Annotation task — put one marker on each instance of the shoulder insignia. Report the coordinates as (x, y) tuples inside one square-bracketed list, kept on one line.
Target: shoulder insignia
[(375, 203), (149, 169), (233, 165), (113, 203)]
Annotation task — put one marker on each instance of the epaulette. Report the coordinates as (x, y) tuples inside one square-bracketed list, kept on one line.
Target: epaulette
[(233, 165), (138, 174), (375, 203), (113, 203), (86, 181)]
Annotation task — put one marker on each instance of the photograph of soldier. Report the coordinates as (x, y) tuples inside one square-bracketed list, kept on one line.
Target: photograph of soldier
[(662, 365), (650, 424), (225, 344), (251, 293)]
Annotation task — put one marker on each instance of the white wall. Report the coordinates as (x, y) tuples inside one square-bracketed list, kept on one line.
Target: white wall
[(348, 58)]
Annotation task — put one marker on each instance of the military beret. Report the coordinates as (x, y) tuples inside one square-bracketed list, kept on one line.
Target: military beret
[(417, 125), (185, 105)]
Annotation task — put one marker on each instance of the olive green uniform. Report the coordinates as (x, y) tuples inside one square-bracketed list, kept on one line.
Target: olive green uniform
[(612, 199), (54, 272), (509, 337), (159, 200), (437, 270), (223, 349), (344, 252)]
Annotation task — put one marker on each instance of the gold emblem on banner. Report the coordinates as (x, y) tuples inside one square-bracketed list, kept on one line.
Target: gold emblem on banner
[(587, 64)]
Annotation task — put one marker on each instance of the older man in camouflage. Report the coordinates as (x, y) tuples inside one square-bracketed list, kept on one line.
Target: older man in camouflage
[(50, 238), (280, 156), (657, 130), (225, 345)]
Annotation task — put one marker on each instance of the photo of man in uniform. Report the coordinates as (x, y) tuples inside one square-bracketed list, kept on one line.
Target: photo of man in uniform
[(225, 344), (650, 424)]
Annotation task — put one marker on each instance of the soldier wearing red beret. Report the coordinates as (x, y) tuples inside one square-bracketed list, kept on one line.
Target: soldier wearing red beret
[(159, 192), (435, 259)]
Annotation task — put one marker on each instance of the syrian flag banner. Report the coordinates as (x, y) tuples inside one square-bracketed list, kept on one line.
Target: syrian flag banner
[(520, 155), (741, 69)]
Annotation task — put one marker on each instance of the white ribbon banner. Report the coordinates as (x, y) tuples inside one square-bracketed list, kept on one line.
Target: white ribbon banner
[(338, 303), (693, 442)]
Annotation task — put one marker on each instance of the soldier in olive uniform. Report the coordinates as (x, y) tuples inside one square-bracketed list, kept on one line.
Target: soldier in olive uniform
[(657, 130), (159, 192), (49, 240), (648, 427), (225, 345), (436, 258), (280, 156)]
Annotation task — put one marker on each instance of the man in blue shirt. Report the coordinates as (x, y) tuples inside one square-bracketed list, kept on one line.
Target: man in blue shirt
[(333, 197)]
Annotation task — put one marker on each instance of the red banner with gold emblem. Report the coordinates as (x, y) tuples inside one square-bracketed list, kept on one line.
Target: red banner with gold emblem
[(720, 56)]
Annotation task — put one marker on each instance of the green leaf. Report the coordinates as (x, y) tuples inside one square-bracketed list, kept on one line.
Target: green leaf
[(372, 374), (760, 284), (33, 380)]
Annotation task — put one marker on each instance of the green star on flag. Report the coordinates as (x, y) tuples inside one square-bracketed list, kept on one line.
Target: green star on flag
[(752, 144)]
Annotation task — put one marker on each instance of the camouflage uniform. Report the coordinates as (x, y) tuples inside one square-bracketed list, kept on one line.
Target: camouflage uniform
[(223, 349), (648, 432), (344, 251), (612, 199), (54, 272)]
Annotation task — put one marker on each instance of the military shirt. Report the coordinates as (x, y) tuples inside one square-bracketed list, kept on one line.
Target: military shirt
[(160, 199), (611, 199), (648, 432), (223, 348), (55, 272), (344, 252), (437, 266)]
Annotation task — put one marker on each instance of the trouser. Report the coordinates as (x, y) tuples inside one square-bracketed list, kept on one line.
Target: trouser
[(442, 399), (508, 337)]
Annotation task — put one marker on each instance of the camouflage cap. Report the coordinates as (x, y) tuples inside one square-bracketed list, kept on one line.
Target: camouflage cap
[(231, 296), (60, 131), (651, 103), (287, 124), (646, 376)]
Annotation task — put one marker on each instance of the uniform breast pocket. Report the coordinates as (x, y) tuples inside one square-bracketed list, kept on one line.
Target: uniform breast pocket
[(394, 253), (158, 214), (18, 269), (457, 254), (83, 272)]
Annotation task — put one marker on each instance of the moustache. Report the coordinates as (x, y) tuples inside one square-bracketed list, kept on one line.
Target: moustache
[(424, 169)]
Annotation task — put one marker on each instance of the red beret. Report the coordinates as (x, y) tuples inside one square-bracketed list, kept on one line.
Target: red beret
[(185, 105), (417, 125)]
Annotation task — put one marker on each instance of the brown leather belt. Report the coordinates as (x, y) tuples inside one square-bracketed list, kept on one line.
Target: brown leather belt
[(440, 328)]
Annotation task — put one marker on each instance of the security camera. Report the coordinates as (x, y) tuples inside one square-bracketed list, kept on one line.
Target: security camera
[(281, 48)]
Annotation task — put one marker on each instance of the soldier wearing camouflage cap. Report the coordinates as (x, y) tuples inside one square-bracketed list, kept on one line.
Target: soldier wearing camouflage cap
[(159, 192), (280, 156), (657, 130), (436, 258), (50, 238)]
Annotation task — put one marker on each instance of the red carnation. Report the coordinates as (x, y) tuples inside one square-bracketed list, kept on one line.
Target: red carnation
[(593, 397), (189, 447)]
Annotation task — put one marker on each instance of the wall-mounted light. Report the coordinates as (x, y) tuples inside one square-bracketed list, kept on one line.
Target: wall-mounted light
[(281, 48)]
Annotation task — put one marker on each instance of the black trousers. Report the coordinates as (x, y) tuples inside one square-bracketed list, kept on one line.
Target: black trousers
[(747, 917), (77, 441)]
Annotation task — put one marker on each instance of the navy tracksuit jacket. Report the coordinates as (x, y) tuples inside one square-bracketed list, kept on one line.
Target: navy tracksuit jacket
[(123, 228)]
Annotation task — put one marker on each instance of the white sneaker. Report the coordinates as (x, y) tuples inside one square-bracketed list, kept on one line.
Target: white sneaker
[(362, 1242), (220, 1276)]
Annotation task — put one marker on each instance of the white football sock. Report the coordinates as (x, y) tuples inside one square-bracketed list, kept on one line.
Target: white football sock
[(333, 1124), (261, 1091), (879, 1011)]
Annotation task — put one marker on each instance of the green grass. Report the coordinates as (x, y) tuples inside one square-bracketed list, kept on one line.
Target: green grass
# # # # #
Reproduce every line of the data above, unchanged and in the same order.

Annotation task — put one marker on each instance of the shoulder insignia. Report the coordinates as (x, y) tuples inside one square-bracketed list, kept on one line.
Target: shoulder insignia
[(375, 203), (149, 169), (233, 165), (113, 203)]
Annotation task — put one marker on each instance of the epaulette. Report the coordinates as (x, y) tuples inside one square-bracketed list, kept on one line.
Target: epaulette
[(233, 165), (138, 174), (375, 203), (113, 203), (86, 181)]
Annotation task — put one marker on each instance of the photograph of soldier. Report the coordinates as (x, y) tuples inside one square-bracketed list, kept on one line.
Target: photograph of soldier
[(662, 365), (650, 424), (225, 344), (251, 293)]
Annotation task — put one marker on each instance of the white wall. Report the coordinates as (x, y) tuples inside one square-bracketed list, kept on one line.
Target: white wall
[(348, 58)]
Annotation task — put one marker on each instance of the military beret. Report the coordinates as (x, y) tuples inside one square-bracketed list, kept on one line.
Target: military beret
[(417, 125), (185, 105)]
Annotation task — put one marker on each instance of the olive green uniform. Report the coordinates as (x, y) tuples inside one square-bracketed list, kept on one line.
Target: olive green uniform
[(612, 199), (54, 272), (509, 337), (159, 200), (437, 270), (223, 349), (344, 252)]
Annotation task — put one marker on each instance of the gold emblem on banner. Report the coordinates as (x, y) tuples inside one square-bracketed list, kept on one line.
Target: gold emblem on banner
[(587, 64)]
Annotation task — put one marker on each instance of the older man in camouflage. Report the coordinates as (x, y) tuples inside one square-bracketed list, kept on one line.
Target: older man in camouflage
[(50, 238), (280, 156), (657, 130), (225, 345)]
Annotation task — put one marker on each instance of the photo of man in uniform. Report the coordinates as (x, y) tuples inside one square-bracketed list, kept on one line.
Target: photo of man in uniform
[(225, 344), (650, 424)]
Annotation task — put one marker on each instance of the soldier wearing red beret. Report the coordinates as (x, y) tuples inside one square-bracketed list, kept on one line.
Target: soldier wearing red beret
[(159, 192), (435, 259)]
Annotation task — put one marker on each instance of the syrian flag banner. Report the coordinates as (x, y) tuples inside one square-bracketed list, kept on one line.
Target: syrian flag banner
[(520, 155), (741, 69)]
Annotation task — put one marker on each instance of the white ribbon banner. Report the coordinates as (x, y) tuples inside one square-bracketed list, kept on one line.
Target: white ribbon banner
[(338, 303), (693, 442)]
Annotation task — put one marker on each instance of the soldier in olive uniform. Report the coordinates as (x, y) tuples inside one square-bracketed list, kept on one line.
Target: soldier in olive uniform
[(657, 130), (159, 192), (49, 240), (648, 427), (225, 345), (436, 258), (280, 156)]
Annotation task — put one marker on each instance of the man in blue shirt. Report the coordinates as (x, y) tuples inside one square-bracketed list, kept on one line.
Target: man in blue shirt
[(333, 197)]
Annotation task — put one marker on each instance of the red banner with gold emblem. Report the coordinates as (x, y) tuples inside one square-bracketed list, kept on one line.
Target: red banner with gold emblem
[(720, 56)]
Annotation task — put one marker on each instance of the green leaf. Report the coordinates as (x, y) tuples inside one square-bracketed list, kept on one line.
Target: green leaf
[(372, 374), (760, 284), (33, 380)]
Annotation task — put one marker on each instance of the green star on flag. Report the coordinates as (x, y) tuples inside one square-bracketed list, kept on one line.
Target: green star on flag
[(752, 144)]
Annotation task — put one marker on each instance of the camouflage uniform. Report the coordinates as (x, y) tuples inside one square-bracketed list, kept on one line.
Target: camouflage uniform
[(223, 349), (648, 432), (344, 251), (612, 199), (54, 272)]
Annotation task — put one marker on each instance of the military shirt. Report the coordinates as (x, y) tuples inside one square-bracketed list, kept on one line.
Target: military shirt
[(160, 199), (611, 199), (648, 432), (223, 348), (55, 272), (344, 252), (437, 266)]
Annotation task — put one marker on each instance of the trouser. Report the coordinates as (x, y) tuples inside one square-bracketed list, kept on one line.
Target: trouser
[(442, 399), (508, 337)]
Annotation task — put one marker on each instance of the camouflage cap. Report the coordinates as (x, y) tuples inside one square-bracketed list, kept on one line.
Target: camouflage cap
[(231, 296), (60, 131), (651, 103), (287, 124), (646, 376)]
Annotation task — put one marker on each instance of the uniform breast pocket. Report the coordinates as (x, y) tuples inside one square-bracketed list, kept on one line.
Target: uniform breast pocket
[(394, 253), (158, 214), (18, 269), (457, 254), (83, 272)]
Annotation task — put one marker on each instance of the moustache. Report the coordinates as (x, y) tuples inside one square-bracketed list, kept on one line.
Target: moustache
[(424, 169)]
Annotation task — put one marker on each instance of the red beret. Report the coordinates as (x, y) tuples inside one square-bracketed list, kept on one line.
Target: red beret
[(185, 105), (417, 125)]
Annotation task — put one marker on each instance of the brown leather belt. Report the coordinates as (x, y) tuples inside one square-bracketed list, kept on one line.
Target: brown leather belt
[(440, 328)]
Annotation task — put one marker on each instance of the security camera. Report the coordinates as (x, y) tuples inside one square-bracketed list, kept on one line.
Target: security camera
[(281, 48)]
Annotation task — put one marker on each instance of the soldier wearing camouflage cap. Report the coordinates as (x, y) tuples inside one square-bracketed list, kept on one line.
Target: soldier wearing camouflage cap
[(159, 192), (280, 156), (657, 130), (436, 258), (50, 238)]
Annotation task — put one marker on each instance of the red carnation. Report the coordinates as (x, y) tuples inside one square-bracketed list, kept on one line.
Target: red carnation
[(593, 397), (189, 447)]
Annotation task — put one marker on each instance of the wall-mounted light. Report the coordinates as (x, y) tuples inside one square-bracketed list, kept on one line.
Target: wall-mounted light
[(281, 48)]
Annotation task — put one marker on each instance of the black trousers. Report the coordinates as (x, y) tuples inside one square-bracketed list, kept on one line.
Target: black trousers
[(747, 917), (77, 441)]
Annotation task — put one marker on each instance of the navy tracksuit jacket. Report the coordinates as (x, y) tuples inside one square-bracketed list, kept on one line.
Target: navy tracksuit jacket
[(123, 228)]
Annotation task — put one marker on each instance of the white sneaker. Report the coordinates as (x, y) tuples inside one square-bracketed list, kept on one line.
Target: white sneaker
[(362, 1242), (220, 1276)]
Annotation task — put one marker on each instance of the white football sock. Report the coordinates as (x, y) tuples inside one square-bracketed list, kept on one line.
Target: white football sock
[(333, 1124), (261, 1091), (879, 1011)]
Annotation task — put one marker on each instance of the green grass. Report the coordinates as (x, y) tuples inside one square-bracketed list, kept on one line.
Target: green grass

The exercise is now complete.